* WORK INSTRUCTIONS: Repeat exactly, and only, the lines from the one holding "The dark doorway" through the last line of the records below.
** begin GIVEN RECORDS **
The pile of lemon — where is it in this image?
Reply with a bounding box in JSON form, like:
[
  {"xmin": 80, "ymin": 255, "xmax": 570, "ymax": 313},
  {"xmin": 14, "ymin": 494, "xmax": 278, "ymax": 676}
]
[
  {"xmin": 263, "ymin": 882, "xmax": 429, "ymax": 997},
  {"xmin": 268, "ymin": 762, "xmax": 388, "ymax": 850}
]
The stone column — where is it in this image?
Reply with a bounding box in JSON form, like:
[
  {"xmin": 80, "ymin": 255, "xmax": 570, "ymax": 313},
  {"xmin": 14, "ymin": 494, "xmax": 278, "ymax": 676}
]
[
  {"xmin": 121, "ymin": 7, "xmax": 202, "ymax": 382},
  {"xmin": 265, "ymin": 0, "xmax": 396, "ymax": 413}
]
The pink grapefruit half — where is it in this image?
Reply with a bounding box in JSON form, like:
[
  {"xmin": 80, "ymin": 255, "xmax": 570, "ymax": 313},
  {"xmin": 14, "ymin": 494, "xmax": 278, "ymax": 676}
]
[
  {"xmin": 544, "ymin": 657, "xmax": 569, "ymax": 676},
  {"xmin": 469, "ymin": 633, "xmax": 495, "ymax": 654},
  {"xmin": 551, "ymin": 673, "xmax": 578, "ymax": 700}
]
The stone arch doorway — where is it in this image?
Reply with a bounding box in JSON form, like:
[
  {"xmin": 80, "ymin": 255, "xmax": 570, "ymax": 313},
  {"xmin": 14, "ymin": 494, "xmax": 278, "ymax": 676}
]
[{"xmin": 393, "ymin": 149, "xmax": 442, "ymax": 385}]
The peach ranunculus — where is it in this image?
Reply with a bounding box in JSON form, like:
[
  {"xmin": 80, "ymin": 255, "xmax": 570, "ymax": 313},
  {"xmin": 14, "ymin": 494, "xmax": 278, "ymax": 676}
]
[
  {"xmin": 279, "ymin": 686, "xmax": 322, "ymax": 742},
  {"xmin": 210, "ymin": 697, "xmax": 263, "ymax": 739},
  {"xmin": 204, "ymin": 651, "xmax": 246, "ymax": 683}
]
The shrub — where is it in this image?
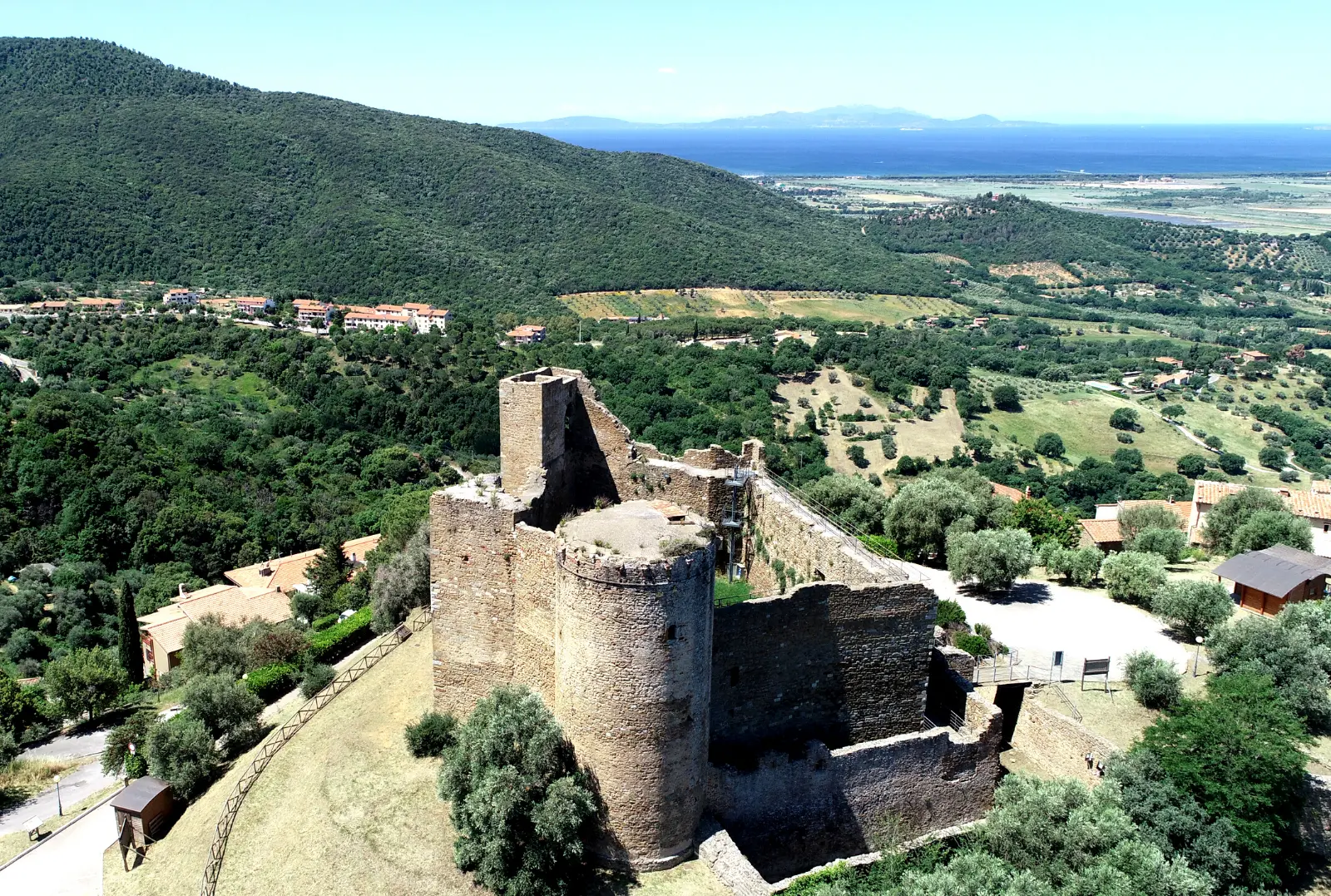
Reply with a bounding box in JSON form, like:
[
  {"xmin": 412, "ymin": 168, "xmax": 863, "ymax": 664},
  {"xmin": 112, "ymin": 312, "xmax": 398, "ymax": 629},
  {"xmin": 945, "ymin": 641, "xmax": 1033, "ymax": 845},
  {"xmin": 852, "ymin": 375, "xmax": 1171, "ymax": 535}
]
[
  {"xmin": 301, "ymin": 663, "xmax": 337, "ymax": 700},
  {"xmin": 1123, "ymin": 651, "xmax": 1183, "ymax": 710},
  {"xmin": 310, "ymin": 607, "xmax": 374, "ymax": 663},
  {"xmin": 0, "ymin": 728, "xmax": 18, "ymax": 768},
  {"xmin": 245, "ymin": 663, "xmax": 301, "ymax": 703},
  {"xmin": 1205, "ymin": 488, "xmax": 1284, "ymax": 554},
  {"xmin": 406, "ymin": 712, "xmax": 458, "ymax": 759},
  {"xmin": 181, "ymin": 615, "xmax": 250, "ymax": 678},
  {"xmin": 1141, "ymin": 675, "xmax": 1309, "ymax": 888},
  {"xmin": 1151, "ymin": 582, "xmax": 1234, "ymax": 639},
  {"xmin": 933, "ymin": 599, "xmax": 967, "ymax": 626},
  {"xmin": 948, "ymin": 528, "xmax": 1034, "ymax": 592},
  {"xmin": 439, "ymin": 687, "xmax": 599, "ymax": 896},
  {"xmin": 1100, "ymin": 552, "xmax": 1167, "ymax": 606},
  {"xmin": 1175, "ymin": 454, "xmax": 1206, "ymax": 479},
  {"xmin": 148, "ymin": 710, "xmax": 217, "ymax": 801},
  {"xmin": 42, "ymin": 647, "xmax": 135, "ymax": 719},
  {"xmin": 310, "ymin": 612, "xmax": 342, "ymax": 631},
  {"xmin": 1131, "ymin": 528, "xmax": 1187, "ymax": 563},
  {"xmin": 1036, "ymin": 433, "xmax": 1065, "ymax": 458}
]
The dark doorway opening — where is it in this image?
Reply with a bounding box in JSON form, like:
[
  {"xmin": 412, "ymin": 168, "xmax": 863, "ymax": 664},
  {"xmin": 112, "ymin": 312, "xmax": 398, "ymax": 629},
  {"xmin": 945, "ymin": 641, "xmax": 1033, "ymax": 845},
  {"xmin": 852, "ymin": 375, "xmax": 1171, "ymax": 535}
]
** end GIVEN RECORDS **
* ANSWER FOR THIS EXERCISE:
The dark doorway opening — where is it in this image?
Reply with a bounding box in JSON form, like:
[
  {"xmin": 412, "ymin": 168, "xmax": 863, "ymax": 664},
  {"xmin": 112, "ymin": 312, "xmax": 398, "ymax": 629},
  {"xmin": 945, "ymin": 641, "xmax": 1033, "ymax": 845},
  {"xmin": 852, "ymin": 375, "xmax": 1171, "ymax": 535}
]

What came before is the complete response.